**Text shown:**
Thursday, January 3, 2013

Need

I couldn’t pay for my health insurance. I had already missed my payment for the month before. I would lose my health insurance, and with it I would lose access to the pills that make my mind work right.

It had been a bad two years financially. The law firm that my brother and I had started was struggling. I had blown through the small inheritance from my father. I probably hadn’t needed all of those vacations.

Clients were hard to come by. In San Bernardino, it seemed that anybody could get a free public defender. Few criminal defendants could hire a lawyer that they had to pay for or thought that it paid to hire one when they could get one for free. The prosecutor who did the misdemeanor plea-bargaining in the downtown courthouse said that even doctors were getting public defenders.

Maybe they had had a couple of years like I had had.

So I lay on my bed staring up at the ceiling in the dark. I could barely make out the contours of the ceiling from faint light coming though my window.

1. Remembering the past, fearing the future.

There had been a time when I deliberately had not taken the medicine prescribed for my mind. This was after many hospital commitments had taught me that my brain didn’t work well without chemical help. But I had decided that I didn’t need the pills. I don’t now remember why. Maybe I thought that I’d outgrown paranoid schizophrenia.

**Questions on the material:**
A – In one to three sentences, explain why the post says clients were hard to come by for the law firm.
B – Summarize the post in two sentences.
C – Carry on the post about losing health insurance from its last sentence.
The post and the material have nothing to do with each other.

**Dataset excerpt:**

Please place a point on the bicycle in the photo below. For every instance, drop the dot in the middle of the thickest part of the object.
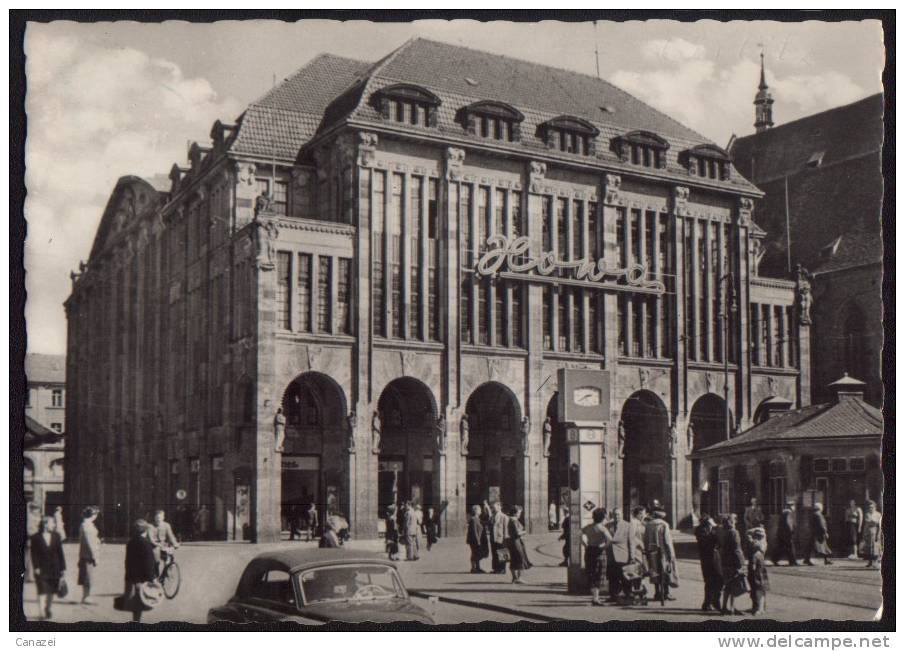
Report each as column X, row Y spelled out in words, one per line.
column 170, row 577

**Responses by task:**
A – In San Bernardino it seemed that anybody could get a free public defender. Few criminal defendants could hire a lawyer they had to pay for, or thought it was worth paying when they could get one for free.

B – The writer could not pay for health insurance after two bad years, with a struggling law firm and a spent inheritance, and losing that insurance meant losing access to the pills that make the writer's mind work right. Lying awake in the dark, the writer remembers a time of deliberately not taking the medicine prescribed for paranoid schizophrenia, despite many hospital commitments that had shown it was needed.

C –
For a few months after I stopped taking the pills, everything was normal. But then it seemed to me that people were acting strangely. Then I deduced that they were accusing me of crimes that I hadn’t committed. My persecutors would be in one place; then I would drive somewhere else, and they would be there, too.

I was afraid in that time of renewed paranoia, but my memory worked fine. I knew that what I was then experiencing tracked my past experiences. I could trace the future through the past. First, there was a local conspiracy. Then it would become state-wide; it would become nation-wide; it would become world-wide.

As the supposed conspiracy grew outward, it would also draw close. At first, it would be driven by strangers. Then I would discover that people I knew were part of it – even friends, even family, finally everybody.

I would flee and find no place of safety. Then I would hear voices. I would see visions. They would seek to cut me with my own blade.

Even though the conspiracy seemed as real as anything I had known, I thought of the pills. There seemed to be no harm in going back to them. Maybe, I thought, they would help.

The pills ended the conspiracy like walking out of a theater leaves a frightening movie behind.

So in my right mind, on my bed looking at the ceiling, I dreaded the prospect of losing access to my medicine. It was like a death sentence. But I wouldn’t know ahead of time the day when the guards would come for me, and, unlike a prisoner, I could flee from them across the landscape – in my car until I could not get gas, and then on foot until the executioners caught up with me.

That was a time when I believed that God had rejected me and would not change his mind. I won’t go into detail about that. But in that state of mind, I didn’t have even a faint hope of heaven to cling to.

2. The solution.

In the morning, I did something that I didn’t want to do. I was helping a relative with his son’s legal problem. It had required hours of work and several trips to Los Angeles. He’d offered to pay me, but I don’t like charging relatives for legal work. But I decided that I had no choice. I e-mailed him and asked him for enough money to catch me up on my health-insurance premiums – two months worth. He quickly sent a check.

Problem solved.

Since then, finances have been up and down, but I’ve never since looked over the edge of the long drop like I did on that day. I hope that another day like that never comes.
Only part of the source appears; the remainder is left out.